DATA FOR PROCESSING →
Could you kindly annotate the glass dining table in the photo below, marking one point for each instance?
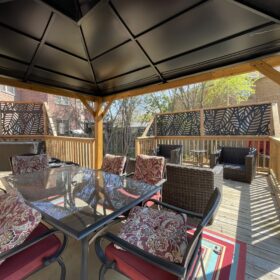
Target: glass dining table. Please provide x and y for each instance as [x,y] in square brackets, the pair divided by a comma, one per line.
[79,201]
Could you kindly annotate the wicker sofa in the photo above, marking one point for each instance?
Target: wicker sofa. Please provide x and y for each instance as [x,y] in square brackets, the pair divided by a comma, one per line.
[172,153]
[239,163]
[188,187]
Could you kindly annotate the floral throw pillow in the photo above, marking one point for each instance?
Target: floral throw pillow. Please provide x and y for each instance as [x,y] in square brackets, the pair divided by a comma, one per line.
[29,164]
[113,164]
[17,221]
[149,169]
[161,233]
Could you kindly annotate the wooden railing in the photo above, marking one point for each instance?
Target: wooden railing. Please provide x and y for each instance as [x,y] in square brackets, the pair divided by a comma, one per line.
[79,150]
[146,145]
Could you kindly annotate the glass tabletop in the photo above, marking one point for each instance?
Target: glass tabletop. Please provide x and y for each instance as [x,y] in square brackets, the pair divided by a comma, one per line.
[77,200]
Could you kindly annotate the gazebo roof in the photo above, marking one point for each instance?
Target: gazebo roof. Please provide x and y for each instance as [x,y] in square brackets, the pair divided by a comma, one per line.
[106,47]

WHAT TO DO → Copy out every line above without change, dropping the pictures.

TASK SOLUTION →
Could you kindly annotate the glass dining table in the photo below, marking one point for each instance?
Target: glass dining table. Please provide x and y for each instance as [x,y] in square brackets, the pair divided by a comma, one per line.
[79,201]
Could you kindly annotate the wicker sofa in the photo above, marking one point for each instance?
Target: wicker sofa. Please provide x and y for each instance as [x,y] in square brackets, the pair divided by a comma, one per line.
[172,153]
[239,163]
[188,187]
Could you kindly annotate the floral throw pillow in the photo above, marking one point for each instance?
Target: floral throw pillow. Please provide x and y for each instance as [x,y] in square brackets, the pair divided by a comma, one per line.
[29,164]
[113,164]
[17,221]
[149,169]
[161,233]
Could you kindly annotate the wooden railing in the photo above, marking one point for each instance?
Target: wooden railing. Please provide x and y for each instance as [x,y] in square brackets, the pair divided by a comma, one per line.
[79,150]
[146,145]
Could you kindly annotate the glass tabletop in the photo above, marking one point for each instance?
Target: glass tabletop. Please provide x and y for each instance as [x,y] in square brackets, the pair divided by a comma, one per line.
[77,200]
Could you kindly annotate the gazebo roof in the photo above, marking one point for each instance?
Target: gazebo roof. Please provide x and y for each instance as [x,y] in square brackets, the pair divided by a comma, one per line.
[106,47]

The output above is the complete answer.